### [Fragmento seleccionado]

* * *

La marginación histórica de los indígenas en Chihuahua es propia del sistema

**En 1653, los rarámuris rindieron sus armas, forzados por la destrucción de sus siembras, y fue cuando se exiliaron, desde los fértiles valles del Papigochi, hacia las barrancas más inaccesibles, donde han podido sobrevivir desde entonces en un relativo aislamiento.


La marginación histórica de los indígenas en Chihuahua es propia del sistema

La Crónica de Chihuahua
Junio de 2017, 13:30 pm

Por Froilán Meza Rivera

El atleta rarámuri Silvino Cubésare fue ovacionado en un avión en el que viajaba de regreso a su tierra, luego de haber triunfado en España, en el ultramaratón de Albacete. Cubésare es parte de un grupo de destacados atletas indígenas de la Sierra Tarahumara que viajan por el mundo en carreras de resistencia, y que casi siempre se traen alguno de los primeros lugares. Pero lo más notable no es el éxito que han tenido estos chihuahuenses, sino que lo han hecho con sus propios medios, porque el gobierno hasta ahora no les ha proporcionado ningún apoyo institucional en firme, institucional, y sólo ocasionalmente les facilita el pasaje.

De hecho, los apoyos gubernamentales de todo tipo (en salud, alimentos, en vivienda, en educación, servicios) son cada vez más escasos en la Sierra, y sobre todo para las etnias originarias.

Pero ¿cuál es el fondo? El fondo de todo esto es la marginación histórica en la que ha vivido esta etnia, los también llamados tarahumaras, junto con los otros tres pueblos (los pimas, los huarojíos y los tepehuanes) que han sobrevivido al exterminio a que los sometió, primero, el sistema feudal y esclavista de los conquistadores europeos, y después, la explotación, el despojo de sus tierras y el estado de marginación en que los tiene el actual capitalismo depredador.

* * *

### [Material de consulta]

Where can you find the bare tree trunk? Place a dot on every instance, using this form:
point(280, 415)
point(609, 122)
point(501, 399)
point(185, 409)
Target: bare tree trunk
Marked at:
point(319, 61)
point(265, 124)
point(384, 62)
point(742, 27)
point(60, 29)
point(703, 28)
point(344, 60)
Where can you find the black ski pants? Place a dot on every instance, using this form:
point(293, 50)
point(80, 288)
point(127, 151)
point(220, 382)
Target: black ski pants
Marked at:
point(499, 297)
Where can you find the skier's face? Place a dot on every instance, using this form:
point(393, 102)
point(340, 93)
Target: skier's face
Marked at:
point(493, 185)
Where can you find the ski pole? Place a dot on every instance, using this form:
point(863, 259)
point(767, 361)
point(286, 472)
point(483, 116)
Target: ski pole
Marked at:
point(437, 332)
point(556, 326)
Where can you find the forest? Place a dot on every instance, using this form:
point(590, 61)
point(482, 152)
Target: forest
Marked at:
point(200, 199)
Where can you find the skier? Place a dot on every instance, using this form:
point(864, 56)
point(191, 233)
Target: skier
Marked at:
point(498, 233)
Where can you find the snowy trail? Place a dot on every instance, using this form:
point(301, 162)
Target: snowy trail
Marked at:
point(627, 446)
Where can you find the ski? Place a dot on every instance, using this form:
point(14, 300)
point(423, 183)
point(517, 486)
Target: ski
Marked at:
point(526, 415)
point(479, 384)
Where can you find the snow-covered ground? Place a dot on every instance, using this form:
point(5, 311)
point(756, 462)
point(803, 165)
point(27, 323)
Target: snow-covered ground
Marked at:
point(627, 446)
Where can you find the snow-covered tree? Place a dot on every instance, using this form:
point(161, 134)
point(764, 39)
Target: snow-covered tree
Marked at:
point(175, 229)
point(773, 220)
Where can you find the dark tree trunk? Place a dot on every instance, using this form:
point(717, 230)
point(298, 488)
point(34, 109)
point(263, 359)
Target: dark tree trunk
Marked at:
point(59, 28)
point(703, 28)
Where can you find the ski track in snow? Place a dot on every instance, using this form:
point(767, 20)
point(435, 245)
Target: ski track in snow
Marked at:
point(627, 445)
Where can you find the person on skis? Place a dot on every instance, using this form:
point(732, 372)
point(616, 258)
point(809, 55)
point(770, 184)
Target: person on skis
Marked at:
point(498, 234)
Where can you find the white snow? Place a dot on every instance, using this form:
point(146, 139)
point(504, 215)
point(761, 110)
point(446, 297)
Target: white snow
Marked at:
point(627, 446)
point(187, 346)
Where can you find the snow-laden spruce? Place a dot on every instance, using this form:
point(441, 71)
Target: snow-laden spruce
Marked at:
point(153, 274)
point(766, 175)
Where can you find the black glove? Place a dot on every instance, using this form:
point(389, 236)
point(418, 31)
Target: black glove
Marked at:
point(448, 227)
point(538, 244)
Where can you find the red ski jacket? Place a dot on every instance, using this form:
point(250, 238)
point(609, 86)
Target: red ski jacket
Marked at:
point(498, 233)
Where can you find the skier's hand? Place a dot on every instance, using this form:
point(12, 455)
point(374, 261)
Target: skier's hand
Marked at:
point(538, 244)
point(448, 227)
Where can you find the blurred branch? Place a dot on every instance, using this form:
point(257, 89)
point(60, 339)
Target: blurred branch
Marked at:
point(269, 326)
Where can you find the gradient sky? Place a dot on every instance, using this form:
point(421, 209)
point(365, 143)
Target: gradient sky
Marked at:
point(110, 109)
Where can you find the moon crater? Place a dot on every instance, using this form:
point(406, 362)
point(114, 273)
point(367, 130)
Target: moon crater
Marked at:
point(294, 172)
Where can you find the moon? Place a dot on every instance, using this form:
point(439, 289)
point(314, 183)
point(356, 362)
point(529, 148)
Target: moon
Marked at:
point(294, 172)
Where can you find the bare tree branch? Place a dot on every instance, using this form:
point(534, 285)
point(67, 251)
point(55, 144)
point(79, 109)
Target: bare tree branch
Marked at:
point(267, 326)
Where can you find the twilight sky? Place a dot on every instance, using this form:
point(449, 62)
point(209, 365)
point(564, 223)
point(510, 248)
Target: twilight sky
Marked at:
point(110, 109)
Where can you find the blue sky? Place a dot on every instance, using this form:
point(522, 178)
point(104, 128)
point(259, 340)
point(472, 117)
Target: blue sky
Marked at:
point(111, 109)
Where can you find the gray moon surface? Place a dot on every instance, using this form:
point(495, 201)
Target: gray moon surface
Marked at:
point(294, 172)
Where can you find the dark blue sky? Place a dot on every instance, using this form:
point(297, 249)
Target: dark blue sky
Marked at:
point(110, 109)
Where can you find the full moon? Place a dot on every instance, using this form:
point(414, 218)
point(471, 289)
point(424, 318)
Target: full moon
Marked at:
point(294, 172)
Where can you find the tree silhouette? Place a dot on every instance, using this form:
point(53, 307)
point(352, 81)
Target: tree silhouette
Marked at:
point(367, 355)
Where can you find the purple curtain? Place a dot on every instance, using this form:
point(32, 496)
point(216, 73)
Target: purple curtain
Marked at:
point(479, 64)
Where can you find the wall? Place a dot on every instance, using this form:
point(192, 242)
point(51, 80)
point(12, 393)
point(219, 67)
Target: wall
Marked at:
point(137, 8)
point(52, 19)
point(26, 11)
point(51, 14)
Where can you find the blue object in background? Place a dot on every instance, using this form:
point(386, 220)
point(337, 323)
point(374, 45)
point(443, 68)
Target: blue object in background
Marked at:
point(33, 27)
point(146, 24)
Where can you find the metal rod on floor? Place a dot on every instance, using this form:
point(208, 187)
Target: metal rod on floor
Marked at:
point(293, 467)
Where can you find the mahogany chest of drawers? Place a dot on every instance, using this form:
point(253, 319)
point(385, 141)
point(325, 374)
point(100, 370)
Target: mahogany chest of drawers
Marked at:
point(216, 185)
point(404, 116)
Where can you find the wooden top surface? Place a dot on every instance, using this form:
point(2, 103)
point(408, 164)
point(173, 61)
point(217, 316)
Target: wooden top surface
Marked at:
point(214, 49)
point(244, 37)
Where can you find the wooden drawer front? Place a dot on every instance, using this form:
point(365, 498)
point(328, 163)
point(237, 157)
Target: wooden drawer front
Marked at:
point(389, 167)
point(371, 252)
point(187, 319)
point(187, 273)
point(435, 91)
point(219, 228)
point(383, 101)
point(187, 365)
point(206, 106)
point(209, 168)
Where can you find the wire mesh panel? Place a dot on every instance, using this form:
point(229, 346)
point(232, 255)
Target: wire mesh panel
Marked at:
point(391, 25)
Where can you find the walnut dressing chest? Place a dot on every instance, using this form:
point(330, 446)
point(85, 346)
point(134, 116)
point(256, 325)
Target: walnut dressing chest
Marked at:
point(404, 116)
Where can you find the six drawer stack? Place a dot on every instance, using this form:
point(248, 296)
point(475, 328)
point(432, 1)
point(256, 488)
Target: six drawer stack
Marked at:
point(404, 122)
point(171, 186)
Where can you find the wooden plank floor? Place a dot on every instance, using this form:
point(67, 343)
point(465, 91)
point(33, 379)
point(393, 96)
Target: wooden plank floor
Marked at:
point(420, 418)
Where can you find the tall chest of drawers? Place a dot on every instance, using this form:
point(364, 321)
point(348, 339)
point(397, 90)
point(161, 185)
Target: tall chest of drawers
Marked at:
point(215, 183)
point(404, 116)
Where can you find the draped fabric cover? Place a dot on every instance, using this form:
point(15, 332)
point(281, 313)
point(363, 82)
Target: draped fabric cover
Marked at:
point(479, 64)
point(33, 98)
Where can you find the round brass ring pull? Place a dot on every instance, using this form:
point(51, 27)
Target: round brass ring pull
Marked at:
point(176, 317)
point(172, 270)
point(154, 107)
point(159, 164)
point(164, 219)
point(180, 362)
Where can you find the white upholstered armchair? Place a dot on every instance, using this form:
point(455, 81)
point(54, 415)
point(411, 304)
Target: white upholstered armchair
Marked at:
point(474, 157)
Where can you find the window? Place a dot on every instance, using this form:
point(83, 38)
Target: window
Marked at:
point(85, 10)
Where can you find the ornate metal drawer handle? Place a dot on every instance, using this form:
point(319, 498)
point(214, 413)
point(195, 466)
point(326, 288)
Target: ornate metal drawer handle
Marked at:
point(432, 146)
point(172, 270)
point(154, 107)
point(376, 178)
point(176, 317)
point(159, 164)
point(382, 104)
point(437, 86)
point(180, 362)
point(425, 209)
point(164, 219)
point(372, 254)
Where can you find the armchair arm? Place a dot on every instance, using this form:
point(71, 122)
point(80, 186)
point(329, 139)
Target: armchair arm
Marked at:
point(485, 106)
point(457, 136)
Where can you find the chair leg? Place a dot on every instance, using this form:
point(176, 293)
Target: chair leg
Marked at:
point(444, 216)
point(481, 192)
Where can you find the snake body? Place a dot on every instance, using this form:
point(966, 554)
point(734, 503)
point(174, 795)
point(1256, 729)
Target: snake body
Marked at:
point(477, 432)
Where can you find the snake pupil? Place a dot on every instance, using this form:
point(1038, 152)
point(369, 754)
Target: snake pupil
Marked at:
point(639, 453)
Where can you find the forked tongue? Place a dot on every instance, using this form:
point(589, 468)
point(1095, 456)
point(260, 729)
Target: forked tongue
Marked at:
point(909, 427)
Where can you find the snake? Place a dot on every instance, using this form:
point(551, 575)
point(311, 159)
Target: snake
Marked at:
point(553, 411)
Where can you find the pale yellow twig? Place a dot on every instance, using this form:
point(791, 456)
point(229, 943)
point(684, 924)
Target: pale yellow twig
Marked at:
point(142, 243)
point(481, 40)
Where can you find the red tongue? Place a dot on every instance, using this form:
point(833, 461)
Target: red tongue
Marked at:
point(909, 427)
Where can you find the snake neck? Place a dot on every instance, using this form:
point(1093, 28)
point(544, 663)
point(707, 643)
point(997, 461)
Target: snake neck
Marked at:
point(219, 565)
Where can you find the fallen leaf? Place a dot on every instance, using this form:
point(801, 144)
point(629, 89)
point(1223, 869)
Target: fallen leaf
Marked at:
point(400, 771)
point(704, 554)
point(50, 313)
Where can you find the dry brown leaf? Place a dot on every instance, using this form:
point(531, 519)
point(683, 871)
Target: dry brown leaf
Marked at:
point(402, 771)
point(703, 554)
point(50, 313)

* * *

### [Consignas de trabajo]
• 1. Según el artículo sobre la marginación indígena en Chihuahua, ¿por qué los atletas rarámuris han logrado sus triunfos con sus propios medios? Responde en una a tres oraciones.
• 2. Enumera los tipos de apoyo gubernamental que, de acuerdo con el artículo sobre la marginación indígena en Chihuahua, son cada vez más escasos en la Sierra.

### [Soluciones en orden]
• 1. Los atletas rarámuris lo han logrado con sus propios medios porque el gobierno no les ha proporcionado ningún apoyo institucional en firme. Solo ocasionalmente les facilita el pasaje.

• 2.
- Salud
- Alimentos
- Vivienda
- Educación
- Servicios